» **WHAT THIS TASK INVOLVES**
Transcribe the following data line for line, with no changes.

» **Entries from a point annotation set**

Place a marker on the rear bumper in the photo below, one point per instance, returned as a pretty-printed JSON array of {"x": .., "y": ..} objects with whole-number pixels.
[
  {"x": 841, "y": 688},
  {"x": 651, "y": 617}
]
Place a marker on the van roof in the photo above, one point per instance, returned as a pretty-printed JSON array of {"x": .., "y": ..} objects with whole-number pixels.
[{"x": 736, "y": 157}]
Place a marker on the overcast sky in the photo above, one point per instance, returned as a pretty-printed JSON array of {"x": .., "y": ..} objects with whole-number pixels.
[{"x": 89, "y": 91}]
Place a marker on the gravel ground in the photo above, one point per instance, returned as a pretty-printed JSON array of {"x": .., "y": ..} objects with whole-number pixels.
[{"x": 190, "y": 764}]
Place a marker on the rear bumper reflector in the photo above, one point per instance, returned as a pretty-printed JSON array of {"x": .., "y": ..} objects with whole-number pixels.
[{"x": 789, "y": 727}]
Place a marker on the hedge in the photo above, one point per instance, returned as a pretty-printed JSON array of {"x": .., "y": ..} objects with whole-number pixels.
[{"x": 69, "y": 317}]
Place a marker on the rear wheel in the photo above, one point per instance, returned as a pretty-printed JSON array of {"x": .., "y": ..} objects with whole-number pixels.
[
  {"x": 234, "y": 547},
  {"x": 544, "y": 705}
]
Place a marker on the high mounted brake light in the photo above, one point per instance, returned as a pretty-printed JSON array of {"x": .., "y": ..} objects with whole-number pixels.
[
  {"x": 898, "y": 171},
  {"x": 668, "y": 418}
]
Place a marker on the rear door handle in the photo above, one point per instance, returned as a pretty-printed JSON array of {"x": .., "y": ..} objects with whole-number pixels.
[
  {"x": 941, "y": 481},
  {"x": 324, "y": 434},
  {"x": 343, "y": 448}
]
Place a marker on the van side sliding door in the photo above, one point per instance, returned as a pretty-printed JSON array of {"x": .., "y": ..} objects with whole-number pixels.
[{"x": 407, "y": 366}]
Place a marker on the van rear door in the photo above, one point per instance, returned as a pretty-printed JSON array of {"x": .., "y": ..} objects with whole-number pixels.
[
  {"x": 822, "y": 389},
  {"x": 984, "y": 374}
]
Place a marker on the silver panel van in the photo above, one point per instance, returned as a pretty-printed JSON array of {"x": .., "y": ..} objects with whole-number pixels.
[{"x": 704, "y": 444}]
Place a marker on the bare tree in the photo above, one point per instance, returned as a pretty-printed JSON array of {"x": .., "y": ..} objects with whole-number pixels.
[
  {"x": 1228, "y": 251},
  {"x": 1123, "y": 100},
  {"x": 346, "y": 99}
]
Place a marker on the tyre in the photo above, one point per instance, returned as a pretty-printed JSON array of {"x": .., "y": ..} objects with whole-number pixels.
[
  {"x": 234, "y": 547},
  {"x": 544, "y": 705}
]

» **SOLVED EXERCISE**
Place a marker on the rear bumper in the photo below, one point per instance, returned as a pretty-printed JSON array of {"x": .., "y": ..} objects with whole-number pixels.
[
  {"x": 841, "y": 688},
  {"x": 651, "y": 617}
]
Place a marker on the van roof in the photo above, one point per instance, returned as a pretty-printed JSON array of {"x": .., "y": ..} objects with whole-number pixels.
[{"x": 736, "y": 157}]
Place a marker on the overcast sky in the photo above, one point per instance, returned as a pretty-printed JSON array of {"x": .., "y": ..} objects with whole-number pixels.
[{"x": 89, "y": 91}]
Place a marker on the gravel ground in the photo above, one point per instance, returned as a pretty-printed JSON array of {"x": .., "y": ..} objects with whole-number pixels.
[{"x": 190, "y": 764}]
Place a marker on the rear bumper reflector in the photo above, one point per instance, returned as a pretty-printed JSON array of {"x": .., "y": ..} objects with whole-number pixels.
[{"x": 789, "y": 727}]
Place a marker on the hedge in the photo above, one point per instance, returned as a pretty-printed JSON array of {"x": .., "y": ..} objects with whole-number pixels.
[{"x": 69, "y": 317}]
Place a marker on the rear wheel in the photo above, one point per instance, returned as a pretty-printed JSON array of {"x": .., "y": ..} objects with whole-number pixels.
[
  {"x": 234, "y": 547},
  {"x": 544, "y": 705}
]
Place a marker on the high mounted brake light in the photo above, one point per instance, returned as a pretty-printed JSON array of {"x": .., "y": ..} objects with whole-number pixels.
[
  {"x": 898, "y": 171},
  {"x": 668, "y": 418}
]
Place a marker on the rear door handle in the photo above, one point per instance, returned as a pretty-printed JSON array of {"x": .., "y": ..} objects with whole-number pixels.
[
  {"x": 941, "y": 481},
  {"x": 324, "y": 434},
  {"x": 343, "y": 448}
]
Place a marker on the van side sliding door in the photo above, one point per instance, returned as a pretty-printed JSON array of {"x": .., "y": ..} objects with whole-number pixels.
[{"x": 407, "y": 366}]
Place a marker on the van rear door in the photo above, one point per instance, returned as a pretty-printed JSON array of {"x": .., "y": ..} objects with whole-number pixels.
[
  {"x": 822, "y": 389},
  {"x": 984, "y": 374}
]
Place a marker on the silver panel van in the photo above, one point per instance, returned as a pretty-printed JSON array of {"x": .., "y": ..} objects with whole-number pixels.
[{"x": 704, "y": 444}]
Place a marker on the bare tree in the photo above, one point per instance, returned as a pretty-printed JSON array of {"x": .., "y": ..} objects with whole-number pixels.
[
  {"x": 1228, "y": 251},
  {"x": 1123, "y": 100},
  {"x": 346, "y": 99}
]
Place a marker on the tyre in the photo above, one point per instance, returned as a pretty-printed JSON array of {"x": .., "y": ..} objects with whole-number pixels.
[
  {"x": 234, "y": 547},
  {"x": 544, "y": 705}
]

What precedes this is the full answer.